→ WHAT THE EXERCISE ASKS: Each line of the data below from the one holding "Query: water surface" to the one holding "form [270, 350].", inclusive, is to be reproduced exactly; no other line belongs in the answer.

··· MATERIAL FOR THIS EXERCISE

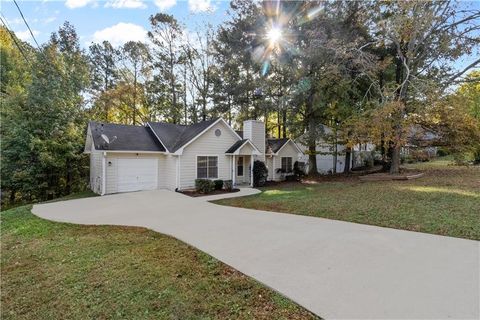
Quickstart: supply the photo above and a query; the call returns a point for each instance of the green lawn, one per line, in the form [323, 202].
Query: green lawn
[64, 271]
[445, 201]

······
··· MATERIAL FOR THIS EXERCISE

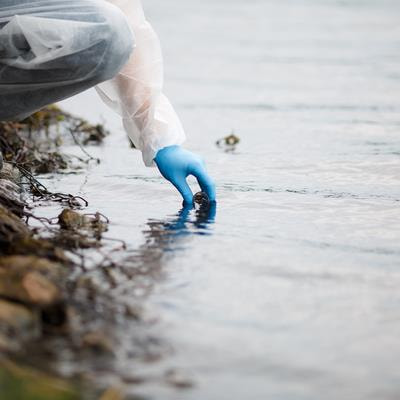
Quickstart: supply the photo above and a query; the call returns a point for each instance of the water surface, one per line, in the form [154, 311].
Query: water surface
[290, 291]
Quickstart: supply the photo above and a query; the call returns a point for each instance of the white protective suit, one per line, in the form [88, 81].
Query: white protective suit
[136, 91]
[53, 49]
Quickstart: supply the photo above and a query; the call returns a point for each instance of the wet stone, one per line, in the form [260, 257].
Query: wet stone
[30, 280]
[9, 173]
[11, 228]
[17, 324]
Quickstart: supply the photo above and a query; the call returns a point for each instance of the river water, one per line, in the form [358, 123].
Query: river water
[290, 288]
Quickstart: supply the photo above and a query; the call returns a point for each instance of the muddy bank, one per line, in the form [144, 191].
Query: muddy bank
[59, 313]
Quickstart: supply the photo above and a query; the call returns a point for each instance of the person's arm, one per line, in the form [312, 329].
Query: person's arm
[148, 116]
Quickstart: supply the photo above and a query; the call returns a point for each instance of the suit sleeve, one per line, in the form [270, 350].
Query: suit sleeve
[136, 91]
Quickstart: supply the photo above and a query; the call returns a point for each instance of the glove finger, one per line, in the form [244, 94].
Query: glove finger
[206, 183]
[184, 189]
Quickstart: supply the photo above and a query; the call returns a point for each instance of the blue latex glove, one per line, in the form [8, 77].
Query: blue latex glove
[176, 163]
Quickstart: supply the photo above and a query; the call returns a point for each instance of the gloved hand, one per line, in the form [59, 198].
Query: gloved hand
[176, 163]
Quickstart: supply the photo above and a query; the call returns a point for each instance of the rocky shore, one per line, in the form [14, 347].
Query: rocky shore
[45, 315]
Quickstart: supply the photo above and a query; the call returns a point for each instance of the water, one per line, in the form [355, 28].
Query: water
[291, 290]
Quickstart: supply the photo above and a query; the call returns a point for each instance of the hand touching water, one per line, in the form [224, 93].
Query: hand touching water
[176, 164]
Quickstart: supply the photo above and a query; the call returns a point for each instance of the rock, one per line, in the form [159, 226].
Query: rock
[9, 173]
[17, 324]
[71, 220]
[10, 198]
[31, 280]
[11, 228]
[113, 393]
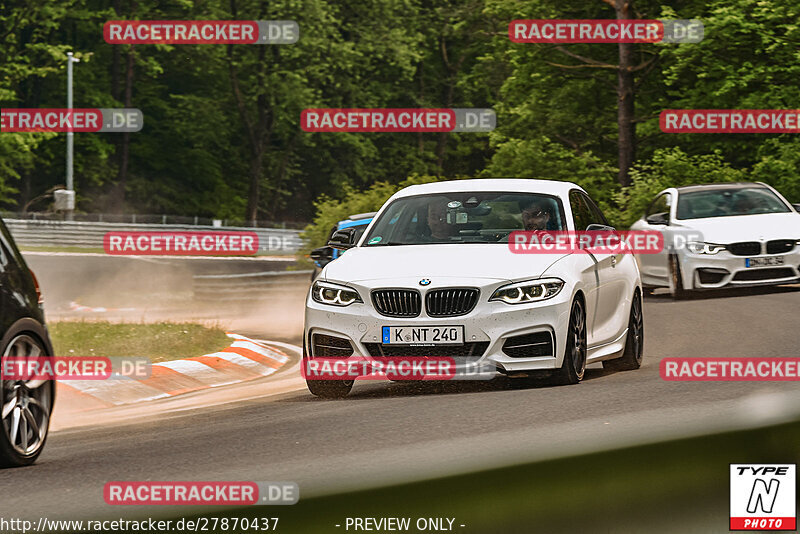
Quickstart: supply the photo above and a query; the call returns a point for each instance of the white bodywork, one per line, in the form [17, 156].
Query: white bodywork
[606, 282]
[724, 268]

······

→ YOUR RESPONSE:
Query: water surface
[290, 291]
Quickstart: supply the photo above and a query; the call returns a point for each instance of the white protective suit, one per line, in the form [88, 81].
Query: white protective suit
[136, 91]
[53, 49]
Quickstart: supply the photo above and a query; the call returns a point for each instance of the wet stone, one per line, in the form [260, 257].
Query: wet stone
[30, 280]
[9, 173]
[11, 228]
[17, 324]
Quickstart: supply the photo above and a query; the call returns a point for each instance of the river water, one per line, in the form [358, 123].
Query: river water
[290, 288]
Quickstart: supply the photo above and a query; the call returns a point for each instance of the muddy bank, one per line, in the form [144, 191].
Query: muddy bank
[59, 313]
Quickstart: supply the photo above and a query; the call returns a point for each instance of the person's arm, one per line, in the form [312, 329].
Query: person's arm
[148, 116]
Quickstart: supply the photo above and a query; the call returns a point for each instance of the suit sleeve, one per line, in the form [270, 350].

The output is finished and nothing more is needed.